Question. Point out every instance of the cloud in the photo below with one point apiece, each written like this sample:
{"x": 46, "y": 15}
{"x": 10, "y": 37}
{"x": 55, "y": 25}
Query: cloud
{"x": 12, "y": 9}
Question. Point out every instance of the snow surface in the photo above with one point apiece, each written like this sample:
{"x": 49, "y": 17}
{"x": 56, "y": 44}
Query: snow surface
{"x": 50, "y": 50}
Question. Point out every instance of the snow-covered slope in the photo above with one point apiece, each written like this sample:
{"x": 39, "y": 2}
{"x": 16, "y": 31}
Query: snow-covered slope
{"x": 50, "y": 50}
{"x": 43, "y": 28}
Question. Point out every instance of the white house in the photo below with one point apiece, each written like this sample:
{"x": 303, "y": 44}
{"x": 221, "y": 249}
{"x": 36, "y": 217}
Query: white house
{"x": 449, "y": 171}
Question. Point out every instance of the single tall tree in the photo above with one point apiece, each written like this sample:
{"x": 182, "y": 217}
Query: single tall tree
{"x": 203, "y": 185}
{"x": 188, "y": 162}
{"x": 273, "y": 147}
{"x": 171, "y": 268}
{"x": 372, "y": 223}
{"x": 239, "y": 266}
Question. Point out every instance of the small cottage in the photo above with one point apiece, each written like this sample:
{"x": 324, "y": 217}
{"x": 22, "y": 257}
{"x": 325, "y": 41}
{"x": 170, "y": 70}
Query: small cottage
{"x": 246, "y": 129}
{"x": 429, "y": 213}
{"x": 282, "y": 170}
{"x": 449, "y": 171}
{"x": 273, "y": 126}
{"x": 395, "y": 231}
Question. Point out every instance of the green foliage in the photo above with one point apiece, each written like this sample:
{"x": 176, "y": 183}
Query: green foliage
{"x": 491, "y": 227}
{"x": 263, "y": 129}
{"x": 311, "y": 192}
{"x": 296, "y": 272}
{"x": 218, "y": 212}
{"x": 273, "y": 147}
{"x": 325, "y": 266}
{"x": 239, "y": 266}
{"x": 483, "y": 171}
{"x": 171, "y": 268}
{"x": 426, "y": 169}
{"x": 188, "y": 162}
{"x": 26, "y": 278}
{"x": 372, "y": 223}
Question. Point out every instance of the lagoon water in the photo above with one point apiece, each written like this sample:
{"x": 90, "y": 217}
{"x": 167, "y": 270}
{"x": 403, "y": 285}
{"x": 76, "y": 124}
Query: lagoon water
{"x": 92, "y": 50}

> [TO DO]
Would you transcribe, exactly, the lines running from the one that contains "Question. Point out every instance of the lagoon" through the final line of the listing above? Include both ends and nothing else.

> [RESULT]
Question. Point out every instance of the lagoon water in the photo above with one point apiece, each written like this sample:
{"x": 90, "y": 217}
{"x": 167, "y": 270}
{"x": 403, "y": 285}
{"x": 76, "y": 124}
Query: lagoon water
{"x": 92, "y": 50}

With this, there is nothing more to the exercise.